### Instruction
Report every line below that contains the string "partially", copying each one in full. Case counts.

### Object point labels
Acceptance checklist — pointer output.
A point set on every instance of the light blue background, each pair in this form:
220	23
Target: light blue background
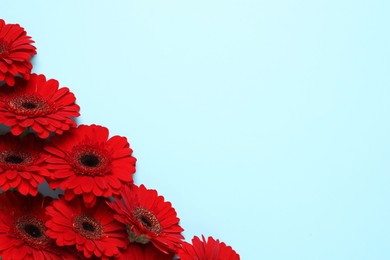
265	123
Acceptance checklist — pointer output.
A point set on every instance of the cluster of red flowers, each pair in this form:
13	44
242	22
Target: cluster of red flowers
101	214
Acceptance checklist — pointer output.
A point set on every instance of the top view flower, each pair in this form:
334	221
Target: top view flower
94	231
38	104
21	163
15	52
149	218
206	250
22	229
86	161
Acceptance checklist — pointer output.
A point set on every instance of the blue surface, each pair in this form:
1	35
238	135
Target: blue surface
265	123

---

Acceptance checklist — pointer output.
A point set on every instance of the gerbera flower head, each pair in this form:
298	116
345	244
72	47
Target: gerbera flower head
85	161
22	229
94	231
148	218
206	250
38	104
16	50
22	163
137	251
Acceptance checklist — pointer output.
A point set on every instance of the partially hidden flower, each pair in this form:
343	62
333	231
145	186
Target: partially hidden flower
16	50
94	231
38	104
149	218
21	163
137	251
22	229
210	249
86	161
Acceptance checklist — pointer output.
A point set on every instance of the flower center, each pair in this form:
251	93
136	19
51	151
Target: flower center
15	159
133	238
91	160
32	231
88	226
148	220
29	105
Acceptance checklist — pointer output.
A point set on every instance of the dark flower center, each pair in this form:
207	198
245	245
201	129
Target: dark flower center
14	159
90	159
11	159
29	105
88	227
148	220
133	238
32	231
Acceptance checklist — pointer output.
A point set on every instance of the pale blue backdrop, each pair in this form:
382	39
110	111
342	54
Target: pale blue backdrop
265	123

### Right answer
A point set on every instance of the partially hidden flower, each pair in this form:
Target: partially hidden flower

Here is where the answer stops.